### Entries shown
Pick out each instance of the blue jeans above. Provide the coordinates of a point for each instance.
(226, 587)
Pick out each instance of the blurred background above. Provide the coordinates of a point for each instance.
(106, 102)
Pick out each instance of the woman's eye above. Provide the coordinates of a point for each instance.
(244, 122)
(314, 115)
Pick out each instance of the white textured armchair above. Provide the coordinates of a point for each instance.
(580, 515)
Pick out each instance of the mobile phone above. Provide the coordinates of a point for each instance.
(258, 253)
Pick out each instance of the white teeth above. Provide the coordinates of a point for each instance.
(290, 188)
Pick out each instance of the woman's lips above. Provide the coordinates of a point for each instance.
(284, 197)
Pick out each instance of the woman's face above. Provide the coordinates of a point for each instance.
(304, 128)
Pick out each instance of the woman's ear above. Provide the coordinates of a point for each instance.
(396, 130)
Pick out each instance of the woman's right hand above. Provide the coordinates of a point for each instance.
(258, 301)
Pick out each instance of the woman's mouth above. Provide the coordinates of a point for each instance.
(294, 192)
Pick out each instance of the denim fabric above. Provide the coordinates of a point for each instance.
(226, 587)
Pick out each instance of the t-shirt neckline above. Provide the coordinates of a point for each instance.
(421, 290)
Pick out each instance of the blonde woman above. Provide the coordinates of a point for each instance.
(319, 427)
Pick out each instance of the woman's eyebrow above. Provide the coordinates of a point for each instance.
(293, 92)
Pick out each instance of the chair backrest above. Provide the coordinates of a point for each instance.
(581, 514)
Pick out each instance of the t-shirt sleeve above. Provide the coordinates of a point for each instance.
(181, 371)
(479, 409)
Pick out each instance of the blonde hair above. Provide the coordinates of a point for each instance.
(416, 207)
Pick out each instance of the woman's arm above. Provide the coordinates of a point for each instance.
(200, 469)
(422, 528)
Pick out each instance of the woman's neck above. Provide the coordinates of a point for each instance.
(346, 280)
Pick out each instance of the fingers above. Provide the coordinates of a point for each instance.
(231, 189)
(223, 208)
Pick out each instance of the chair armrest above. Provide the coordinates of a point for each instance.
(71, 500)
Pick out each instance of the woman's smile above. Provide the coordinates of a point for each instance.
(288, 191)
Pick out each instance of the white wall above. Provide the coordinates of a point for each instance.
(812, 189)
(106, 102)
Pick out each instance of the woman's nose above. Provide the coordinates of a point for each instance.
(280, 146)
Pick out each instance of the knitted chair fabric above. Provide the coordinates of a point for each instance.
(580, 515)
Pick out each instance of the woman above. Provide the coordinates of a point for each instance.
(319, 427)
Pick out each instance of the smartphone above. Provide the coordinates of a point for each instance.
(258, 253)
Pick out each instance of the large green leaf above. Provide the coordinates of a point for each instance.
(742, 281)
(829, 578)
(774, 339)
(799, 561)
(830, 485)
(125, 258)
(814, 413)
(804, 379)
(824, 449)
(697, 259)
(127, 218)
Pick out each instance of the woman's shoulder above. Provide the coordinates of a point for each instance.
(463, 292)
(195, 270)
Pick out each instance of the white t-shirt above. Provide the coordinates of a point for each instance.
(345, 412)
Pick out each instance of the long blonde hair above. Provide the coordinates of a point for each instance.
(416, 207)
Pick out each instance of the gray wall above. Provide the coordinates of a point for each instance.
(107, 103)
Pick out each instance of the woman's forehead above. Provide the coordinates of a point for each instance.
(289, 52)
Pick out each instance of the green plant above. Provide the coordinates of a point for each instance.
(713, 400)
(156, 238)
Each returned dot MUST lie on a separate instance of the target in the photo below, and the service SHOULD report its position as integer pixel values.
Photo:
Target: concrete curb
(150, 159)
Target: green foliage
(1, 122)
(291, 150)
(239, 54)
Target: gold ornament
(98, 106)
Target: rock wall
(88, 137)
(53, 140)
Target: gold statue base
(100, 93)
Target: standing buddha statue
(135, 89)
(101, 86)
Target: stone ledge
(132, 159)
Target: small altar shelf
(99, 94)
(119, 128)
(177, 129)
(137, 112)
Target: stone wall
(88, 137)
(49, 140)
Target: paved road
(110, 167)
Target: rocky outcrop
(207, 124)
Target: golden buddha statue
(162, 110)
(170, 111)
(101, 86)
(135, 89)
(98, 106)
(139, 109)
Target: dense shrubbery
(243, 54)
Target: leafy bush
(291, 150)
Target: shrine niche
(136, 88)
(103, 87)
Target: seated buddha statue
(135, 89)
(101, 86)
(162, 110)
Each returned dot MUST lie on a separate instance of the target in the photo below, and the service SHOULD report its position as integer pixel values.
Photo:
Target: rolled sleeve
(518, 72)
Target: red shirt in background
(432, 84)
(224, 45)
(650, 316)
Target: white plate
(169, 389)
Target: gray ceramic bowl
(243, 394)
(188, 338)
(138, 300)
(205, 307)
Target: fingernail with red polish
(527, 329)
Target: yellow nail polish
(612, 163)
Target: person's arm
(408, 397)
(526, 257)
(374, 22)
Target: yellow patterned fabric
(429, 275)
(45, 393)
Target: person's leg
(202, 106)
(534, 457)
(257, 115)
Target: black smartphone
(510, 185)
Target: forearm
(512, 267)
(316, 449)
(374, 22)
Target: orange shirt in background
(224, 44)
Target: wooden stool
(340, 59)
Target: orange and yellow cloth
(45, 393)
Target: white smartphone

### The problem
Each line of the material above must be retyped precisely.

### Task response
Pick out each instance of the blue jeans above. Provide the coordinates of a point for each instance.
(226, 587)
Pick out each instance of the blurred background above. Provide the coordinates of a point for each instance.
(106, 102)
Pick out each instance of the woman's eye above. Provide the coordinates of a point for each instance.
(244, 122)
(314, 115)
Pick out each instance of the white textured armchair above. Provide the coordinates of a point for each instance.
(580, 515)
Pick out each instance of the mobile phone above. Provide the coordinates of a point for each instance.
(258, 253)
Pick out each instance of the white teeth above. Provide the coordinates of a point for each instance.
(290, 188)
Pick out each instance of the woman's lips above. Provide the coordinates of a point for each instance.
(284, 197)
Pick out each instance of the woman's face above. Provide the coordinates of a point for each instance.
(304, 128)
Pick out each instance of the woman's ear above. Provide the coordinates of a point for each instance.
(396, 130)
Pick out each instance of the woman's right hand above. Provide the coordinates of a point for each instance.
(258, 301)
Pick out each instance of the woman's mouth above. Provide the coordinates of a point for each instance.
(294, 192)
Pick out each instance of the denim fabric above. Provide the coordinates of a point for each instance.
(226, 587)
Pick out each instance of the t-shirt neckline above. Provide the coordinates of a point for each instance.
(421, 290)
Pick out each instance of the blonde woman above. Provide the coordinates of a point for each instance.
(319, 427)
Pick out each instance of the woman's eyebrow above. Provide the coordinates of a point for each instance.
(293, 92)
Pick out each instance of the chair backrest above. Provide the coordinates of a point for each instance.
(581, 514)
Pick out each instance of the t-shirt sleeve above. Provide the coordinates of a point for each instance.
(181, 371)
(479, 409)
Pick out each instance of the blonde hair above. Provide the coordinates of a point for each instance.
(416, 207)
Pick out each instance of the woman's arm above. Provide the coordinates of a point for each instance.
(200, 469)
(422, 528)
Pick out each instance of the woman's neck above. Provide the coordinates of a point for each instance.
(346, 280)
Pick out each instance of the fingers above. Provide the coordinates of a point for each instance.
(231, 189)
(223, 208)
Pick out each instance of the chair armrest above. Provide the coordinates of a point for each instance.
(71, 500)
Pick out each instance of the woman's smile above. Provide the coordinates of a point for each instance.
(288, 191)
Pick out each instance of the white wall above. Provide the coordinates of a point for each instance.
(812, 189)
(106, 102)
Pick out each instance of the woman's nose above. Provide the coordinates of a point for each instance.
(280, 146)
Pick out each instance of the knitted chair fabric above. Provide the coordinates of a point for each instance.
(580, 515)
Pick out each instance of the woman above. Provide the coordinates of a point for each instance.
(319, 427)
Pick out each instance of the smartphone above. Provide the coordinates of a point for each instance.
(258, 253)
Pick out each instance of the large green leaf above. Provide the coordinates of a point for each instance.
(742, 281)
(829, 578)
(774, 339)
(799, 561)
(830, 485)
(125, 258)
(814, 413)
(804, 379)
(824, 449)
(697, 259)
(127, 218)
Pick out each instance of the woman's shoulder above. Provide the coordinates of a point for each instance.
(463, 292)
(195, 270)
Pick out each instance of the white t-shirt above. Provide the coordinates of a point for each instance.
(345, 412)
Pick out each instance of the long blonde hair above. Provide the coordinates of a point for each instance.
(416, 207)
Pick out each instance of the gray wall above. Provide the coordinates of a point for each instance.
(107, 103)
Pick out each instance of the woman's forehead above. Provide the coordinates of a point for each instance.
(289, 52)
Pick out each instance of the green plant above. Provide the coordinates of a point for each instance.
(713, 400)
(156, 238)
Each returned dot MUST lie on a separate instance of the target in the photo below, and the service SHOULD report its position as integer pixel values.
Photo:
Target: concrete curb
(150, 159)
Target: green foliage
(1, 122)
(291, 150)
(239, 54)
Target: gold ornament
(98, 106)
Target: rock wall
(88, 137)
(53, 140)
Target: gold statue base
(100, 93)
Target: standing buddha statue
(135, 89)
(101, 86)
Target: stone ledge
(132, 159)
Target: small altar shelf
(99, 94)
(119, 128)
(177, 129)
(137, 112)
Target: stone wall
(88, 137)
(49, 140)
Target: paved road
(110, 167)
Target: rocky outcrop
(207, 124)
Target: golden buddha statue
(162, 110)
(170, 111)
(101, 86)
(135, 89)
(98, 106)
(139, 109)
Target: dense shrubbery
(243, 54)
Target: leafy bush
(291, 150)
Target: shrine niche
(136, 88)
(103, 87)
Target: seated buddha statue
(135, 89)
(101, 86)
(162, 110)
Each returned dot MUST lie on a separate instance of the target in the photo below, and the service SHOULD report its position as integer pixel values.
Photo:
Target: rolled sleeve
(518, 72)
Target: red shirt in background
(432, 84)
(224, 45)
(650, 316)
Target: white plate
(169, 389)
Target: gray ceramic bowl
(243, 394)
(188, 338)
(138, 300)
(205, 307)
Target: fingernail with red polish
(527, 329)
Target: yellow nail polish
(612, 163)
Target: person's arm
(408, 397)
(526, 257)
(374, 22)
Target: yellow patterned fabric
(429, 275)
(45, 393)
Target: person's leg
(202, 106)
(534, 457)
(257, 115)
Target: black smartphone
(510, 185)
Target: forearm
(512, 267)
(316, 449)
(374, 22)
Target: orange shirt in background
(224, 44)
Target: wooden stool
(340, 59)
Target: orange and yellow cloth
(45, 393)
Target: white smartphone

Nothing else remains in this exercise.